··· Exercise materials
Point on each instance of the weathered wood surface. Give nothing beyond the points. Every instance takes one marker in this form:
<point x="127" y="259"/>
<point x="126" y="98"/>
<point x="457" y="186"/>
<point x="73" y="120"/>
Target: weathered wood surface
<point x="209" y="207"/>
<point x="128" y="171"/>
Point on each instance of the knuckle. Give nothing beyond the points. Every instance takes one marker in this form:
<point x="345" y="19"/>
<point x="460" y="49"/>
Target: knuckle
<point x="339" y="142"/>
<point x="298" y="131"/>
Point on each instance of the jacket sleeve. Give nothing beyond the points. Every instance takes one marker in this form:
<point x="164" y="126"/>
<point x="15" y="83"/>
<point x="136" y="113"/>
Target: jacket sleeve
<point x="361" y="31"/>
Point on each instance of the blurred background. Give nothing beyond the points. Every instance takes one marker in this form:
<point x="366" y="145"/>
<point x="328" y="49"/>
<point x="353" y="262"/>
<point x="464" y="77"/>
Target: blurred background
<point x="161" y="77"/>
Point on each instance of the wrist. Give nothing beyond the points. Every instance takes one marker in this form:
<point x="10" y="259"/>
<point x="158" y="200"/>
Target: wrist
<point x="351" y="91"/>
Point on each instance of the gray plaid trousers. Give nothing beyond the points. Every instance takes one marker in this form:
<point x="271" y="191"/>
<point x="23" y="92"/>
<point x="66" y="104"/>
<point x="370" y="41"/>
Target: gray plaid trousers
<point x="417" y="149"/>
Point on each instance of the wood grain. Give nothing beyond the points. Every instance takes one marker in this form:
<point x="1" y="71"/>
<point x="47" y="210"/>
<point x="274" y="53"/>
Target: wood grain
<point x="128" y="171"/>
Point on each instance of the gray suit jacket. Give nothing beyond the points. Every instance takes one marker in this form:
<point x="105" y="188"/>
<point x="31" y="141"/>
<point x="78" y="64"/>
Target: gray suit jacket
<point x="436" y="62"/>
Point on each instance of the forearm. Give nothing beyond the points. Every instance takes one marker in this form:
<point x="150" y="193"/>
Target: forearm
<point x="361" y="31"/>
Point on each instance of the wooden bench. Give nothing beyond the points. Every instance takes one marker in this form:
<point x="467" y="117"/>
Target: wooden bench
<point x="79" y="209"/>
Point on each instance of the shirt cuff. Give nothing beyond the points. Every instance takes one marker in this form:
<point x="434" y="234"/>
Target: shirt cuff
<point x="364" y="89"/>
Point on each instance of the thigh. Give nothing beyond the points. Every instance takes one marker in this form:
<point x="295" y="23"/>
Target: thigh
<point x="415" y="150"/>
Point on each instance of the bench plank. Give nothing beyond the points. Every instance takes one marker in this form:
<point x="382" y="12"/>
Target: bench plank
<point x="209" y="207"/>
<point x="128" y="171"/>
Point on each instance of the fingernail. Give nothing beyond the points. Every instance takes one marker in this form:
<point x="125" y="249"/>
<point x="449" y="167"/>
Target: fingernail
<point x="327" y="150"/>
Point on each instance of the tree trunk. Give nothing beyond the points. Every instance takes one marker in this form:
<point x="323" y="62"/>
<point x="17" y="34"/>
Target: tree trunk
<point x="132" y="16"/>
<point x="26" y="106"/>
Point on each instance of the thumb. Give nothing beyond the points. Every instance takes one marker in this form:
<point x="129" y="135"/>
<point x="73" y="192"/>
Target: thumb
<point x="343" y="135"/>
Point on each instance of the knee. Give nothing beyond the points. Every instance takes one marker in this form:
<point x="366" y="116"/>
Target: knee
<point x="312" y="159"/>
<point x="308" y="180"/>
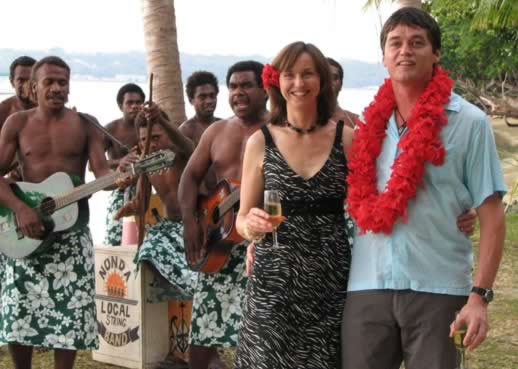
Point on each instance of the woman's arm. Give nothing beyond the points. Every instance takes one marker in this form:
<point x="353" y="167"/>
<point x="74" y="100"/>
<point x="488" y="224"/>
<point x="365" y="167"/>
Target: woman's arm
<point x="252" y="222"/>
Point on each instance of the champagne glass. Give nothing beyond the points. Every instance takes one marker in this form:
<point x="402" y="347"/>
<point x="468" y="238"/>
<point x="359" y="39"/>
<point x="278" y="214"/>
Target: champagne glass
<point x="272" y="205"/>
<point x="458" y="339"/>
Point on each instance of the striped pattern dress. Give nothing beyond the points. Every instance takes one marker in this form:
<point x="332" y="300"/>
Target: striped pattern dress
<point x="294" y="299"/>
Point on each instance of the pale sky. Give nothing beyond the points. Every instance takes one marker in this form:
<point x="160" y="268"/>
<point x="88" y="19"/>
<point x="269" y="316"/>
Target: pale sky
<point x="238" y="27"/>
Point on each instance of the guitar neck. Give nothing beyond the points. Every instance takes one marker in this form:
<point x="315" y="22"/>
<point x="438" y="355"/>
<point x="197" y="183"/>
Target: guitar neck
<point x="87" y="189"/>
<point x="229" y="202"/>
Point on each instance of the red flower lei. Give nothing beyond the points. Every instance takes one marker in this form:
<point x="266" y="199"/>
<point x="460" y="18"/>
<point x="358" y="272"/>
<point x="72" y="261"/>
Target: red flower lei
<point x="377" y="212"/>
<point x="270" y="76"/>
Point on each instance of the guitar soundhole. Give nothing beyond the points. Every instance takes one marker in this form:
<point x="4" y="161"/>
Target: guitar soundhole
<point x="48" y="206"/>
<point x="215" y="215"/>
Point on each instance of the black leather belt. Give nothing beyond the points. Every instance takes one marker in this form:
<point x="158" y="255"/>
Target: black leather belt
<point x="324" y="206"/>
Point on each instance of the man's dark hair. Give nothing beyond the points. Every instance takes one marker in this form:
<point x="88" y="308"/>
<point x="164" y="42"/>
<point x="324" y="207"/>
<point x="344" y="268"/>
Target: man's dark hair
<point x="129" y="87"/>
<point x="247" y="66"/>
<point x="141" y="121"/>
<point x="52" y="60"/>
<point x="23" y="61"/>
<point x="334" y="63"/>
<point x="200" y="78"/>
<point x="412" y="17"/>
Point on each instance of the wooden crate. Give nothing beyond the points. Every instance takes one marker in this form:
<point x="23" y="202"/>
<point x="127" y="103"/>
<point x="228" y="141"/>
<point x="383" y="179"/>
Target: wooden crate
<point x="132" y="333"/>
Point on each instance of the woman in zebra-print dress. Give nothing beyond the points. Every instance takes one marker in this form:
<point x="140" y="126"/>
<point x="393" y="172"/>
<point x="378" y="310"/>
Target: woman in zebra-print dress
<point x="296" y="292"/>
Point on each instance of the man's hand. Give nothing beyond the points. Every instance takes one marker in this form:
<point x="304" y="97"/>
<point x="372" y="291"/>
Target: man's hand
<point x="29" y="222"/>
<point x="193" y="239"/>
<point x="124" y="165"/>
<point x="466" y="222"/>
<point x="474" y="316"/>
<point x="127" y="210"/>
<point x="126" y="162"/>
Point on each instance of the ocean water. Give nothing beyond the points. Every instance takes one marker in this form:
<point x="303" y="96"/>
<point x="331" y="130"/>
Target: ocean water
<point x="98" y="97"/>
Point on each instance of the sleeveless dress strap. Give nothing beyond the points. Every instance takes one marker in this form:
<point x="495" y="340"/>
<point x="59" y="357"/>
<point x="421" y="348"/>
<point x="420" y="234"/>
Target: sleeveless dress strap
<point x="267" y="136"/>
<point x="339" y="131"/>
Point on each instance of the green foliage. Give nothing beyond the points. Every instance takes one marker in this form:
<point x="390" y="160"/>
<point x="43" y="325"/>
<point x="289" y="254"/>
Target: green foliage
<point x="478" y="55"/>
<point x="496" y="13"/>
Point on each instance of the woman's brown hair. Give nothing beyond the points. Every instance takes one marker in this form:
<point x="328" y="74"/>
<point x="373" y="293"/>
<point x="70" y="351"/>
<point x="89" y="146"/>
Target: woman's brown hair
<point x="326" y="102"/>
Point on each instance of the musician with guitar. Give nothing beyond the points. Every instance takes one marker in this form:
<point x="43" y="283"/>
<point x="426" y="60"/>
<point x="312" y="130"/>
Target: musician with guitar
<point x="48" y="297"/>
<point x="217" y="300"/>
<point x="163" y="246"/>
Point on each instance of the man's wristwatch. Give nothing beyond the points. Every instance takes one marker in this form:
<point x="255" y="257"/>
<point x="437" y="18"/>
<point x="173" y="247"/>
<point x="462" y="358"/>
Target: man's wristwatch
<point x="485" y="293"/>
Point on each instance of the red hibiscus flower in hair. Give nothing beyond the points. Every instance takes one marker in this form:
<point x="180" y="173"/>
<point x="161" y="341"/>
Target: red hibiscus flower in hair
<point x="270" y="76"/>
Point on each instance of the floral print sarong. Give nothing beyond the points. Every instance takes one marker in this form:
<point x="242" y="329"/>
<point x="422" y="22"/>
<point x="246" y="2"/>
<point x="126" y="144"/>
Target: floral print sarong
<point x="216" y="308"/>
<point x="47" y="299"/>
<point x="163" y="248"/>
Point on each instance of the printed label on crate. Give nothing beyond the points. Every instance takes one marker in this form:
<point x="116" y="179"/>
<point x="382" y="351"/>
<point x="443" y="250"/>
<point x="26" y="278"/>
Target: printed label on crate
<point x="116" y="311"/>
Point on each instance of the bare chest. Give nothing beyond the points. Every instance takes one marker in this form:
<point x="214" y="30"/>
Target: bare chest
<point x="227" y="154"/>
<point x="62" y="140"/>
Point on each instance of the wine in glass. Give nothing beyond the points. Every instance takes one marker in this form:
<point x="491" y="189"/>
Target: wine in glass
<point x="272" y="205"/>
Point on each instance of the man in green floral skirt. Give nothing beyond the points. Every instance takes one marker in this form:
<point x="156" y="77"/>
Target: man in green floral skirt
<point x="47" y="298"/>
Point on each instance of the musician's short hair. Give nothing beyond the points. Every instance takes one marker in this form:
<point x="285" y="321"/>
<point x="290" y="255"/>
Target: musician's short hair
<point x="142" y="122"/>
<point x="52" y="60"/>
<point x="129" y="87"/>
<point x="22" y="61"/>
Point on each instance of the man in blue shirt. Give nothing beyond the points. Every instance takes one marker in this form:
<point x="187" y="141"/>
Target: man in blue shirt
<point x="411" y="266"/>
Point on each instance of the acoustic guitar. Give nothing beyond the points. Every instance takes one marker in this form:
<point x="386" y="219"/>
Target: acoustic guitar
<point x="217" y="215"/>
<point x="55" y="201"/>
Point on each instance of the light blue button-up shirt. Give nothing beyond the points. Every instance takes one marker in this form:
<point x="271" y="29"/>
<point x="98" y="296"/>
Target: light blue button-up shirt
<point x="429" y="253"/>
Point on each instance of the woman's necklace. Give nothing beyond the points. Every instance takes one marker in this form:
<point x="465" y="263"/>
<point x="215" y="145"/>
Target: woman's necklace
<point x="302" y="131"/>
<point x="402" y="128"/>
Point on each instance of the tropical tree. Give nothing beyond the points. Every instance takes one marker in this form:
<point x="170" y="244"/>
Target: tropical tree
<point x="496" y="14"/>
<point x="489" y="13"/>
<point x="163" y="57"/>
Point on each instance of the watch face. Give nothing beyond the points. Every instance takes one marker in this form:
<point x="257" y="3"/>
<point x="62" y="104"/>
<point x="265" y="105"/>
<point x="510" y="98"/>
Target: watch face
<point x="489" y="295"/>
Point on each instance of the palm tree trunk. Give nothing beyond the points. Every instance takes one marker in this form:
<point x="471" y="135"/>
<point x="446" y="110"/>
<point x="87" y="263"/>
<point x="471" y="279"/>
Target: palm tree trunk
<point x="412" y="3"/>
<point x="163" y="57"/>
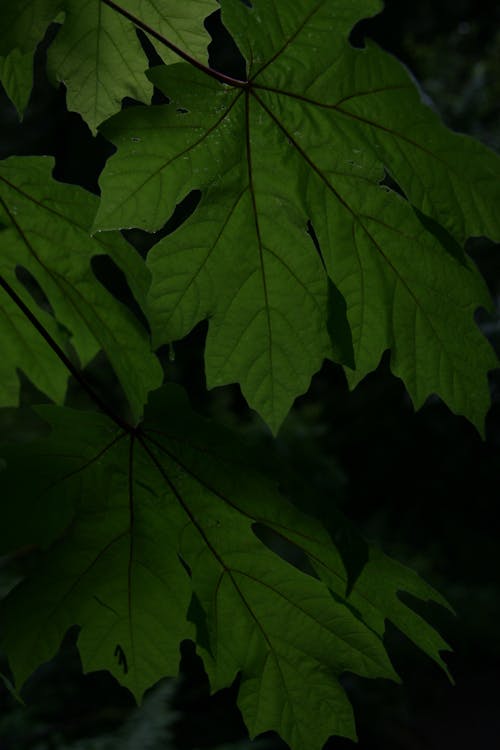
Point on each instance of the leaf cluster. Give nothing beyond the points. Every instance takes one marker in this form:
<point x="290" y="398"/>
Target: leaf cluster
<point x="333" y="215"/>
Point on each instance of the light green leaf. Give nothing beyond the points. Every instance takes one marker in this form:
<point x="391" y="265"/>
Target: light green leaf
<point x="16" y="75"/>
<point x="312" y="136"/>
<point x="177" y="495"/>
<point x="97" y="55"/>
<point x="179" y="22"/>
<point x="48" y="236"/>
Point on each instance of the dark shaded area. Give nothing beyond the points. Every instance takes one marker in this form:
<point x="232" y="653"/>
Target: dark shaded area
<point x="422" y="484"/>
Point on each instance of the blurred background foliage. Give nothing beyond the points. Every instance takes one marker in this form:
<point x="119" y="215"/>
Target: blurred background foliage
<point x="424" y="485"/>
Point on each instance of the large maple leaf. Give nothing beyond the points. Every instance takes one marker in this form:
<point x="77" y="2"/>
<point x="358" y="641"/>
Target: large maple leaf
<point x="96" y="52"/>
<point x="46" y="234"/>
<point x="314" y="135"/>
<point x="136" y="523"/>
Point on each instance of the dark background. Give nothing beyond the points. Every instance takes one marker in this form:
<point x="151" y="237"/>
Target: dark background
<point x="422" y="484"/>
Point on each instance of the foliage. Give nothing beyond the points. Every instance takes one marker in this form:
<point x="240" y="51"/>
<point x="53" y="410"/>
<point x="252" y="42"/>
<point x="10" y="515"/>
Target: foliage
<point x="333" y="213"/>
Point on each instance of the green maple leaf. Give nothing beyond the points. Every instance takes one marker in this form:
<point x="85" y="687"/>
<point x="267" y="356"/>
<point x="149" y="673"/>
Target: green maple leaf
<point x="16" y="74"/>
<point x="311" y="136"/>
<point x="96" y="53"/>
<point x="46" y="233"/>
<point x="159" y="514"/>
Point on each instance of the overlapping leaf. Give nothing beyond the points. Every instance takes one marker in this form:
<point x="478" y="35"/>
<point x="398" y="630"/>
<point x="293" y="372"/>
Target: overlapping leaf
<point x="47" y="235"/>
<point x="96" y="52"/>
<point x="97" y="55"/>
<point x="16" y="75"/>
<point x="312" y="136"/>
<point x="144" y="507"/>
······
→ **Activity**
Copy nothing beyond the line containing "Point on each instance of the forearm.". Transcribe exactly from the first line of the entries down to that line, inclusive.

→ **Response to the exercise**
Point on each instance of the weathered wood surface. Give nothing beyond the points. Every instance takes one marker in this form:
<point x="127" y="259"/>
<point x="126" y="98"/>
<point x="457" y="186"/>
<point x="73" y="120"/>
Target: weathered wood surface
<point x="209" y="207"/>
<point x="128" y="171"/>
Point on each instance of the knuckle. Give nothing beyond the points. Every instance takes one marker in this form:
<point x="345" y="19"/>
<point x="460" y="49"/>
Target: knuckle
<point x="339" y="142"/>
<point x="298" y="131"/>
Point on each instance of the jacket sleeve. Give nothing beyond the points. Every instance takes one marker in this form:
<point x="164" y="126"/>
<point x="15" y="83"/>
<point x="136" y="113"/>
Target: jacket sleeve
<point x="361" y="31"/>
Point on each instance of the blurred background. Give nothing beyond the points. Every instance takes one marker in this form:
<point x="366" y="145"/>
<point x="328" y="49"/>
<point x="353" y="262"/>
<point x="464" y="77"/>
Target: blurred background
<point x="161" y="77"/>
Point on each instance of the wrist. Give nothing beyond the points. Every instance takes one marker in this form:
<point x="10" y="259"/>
<point x="158" y="200"/>
Target: wrist
<point x="351" y="91"/>
Point on each instance of the gray plaid trousers. Give nothing beyond the points. Every instance takes one marker in this form:
<point x="271" y="191"/>
<point x="23" y="92"/>
<point x="66" y="104"/>
<point x="370" y="41"/>
Target: gray plaid trousers
<point x="417" y="149"/>
Point on each instance of the wood grain. Give nothing beyond the points. Every instance takes one marker in this form:
<point x="1" y="71"/>
<point x="47" y="210"/>
<point x="274" y="53"/>
Target: wood grain
<point x="128" y="171"/>
Point on each instance of the gray suit jacket. Give nothing beyond the points. Every instance takes one marker in this form:
<point x="105" y="188"/>
<point x="31" y="141"/>
<point x="78" y="64"/>
Target: gray suit jacket
<point x="436" y="62"/>
Point on each instance of the forearm. Give nothing beyond the points. Every instance takes one marker in this form:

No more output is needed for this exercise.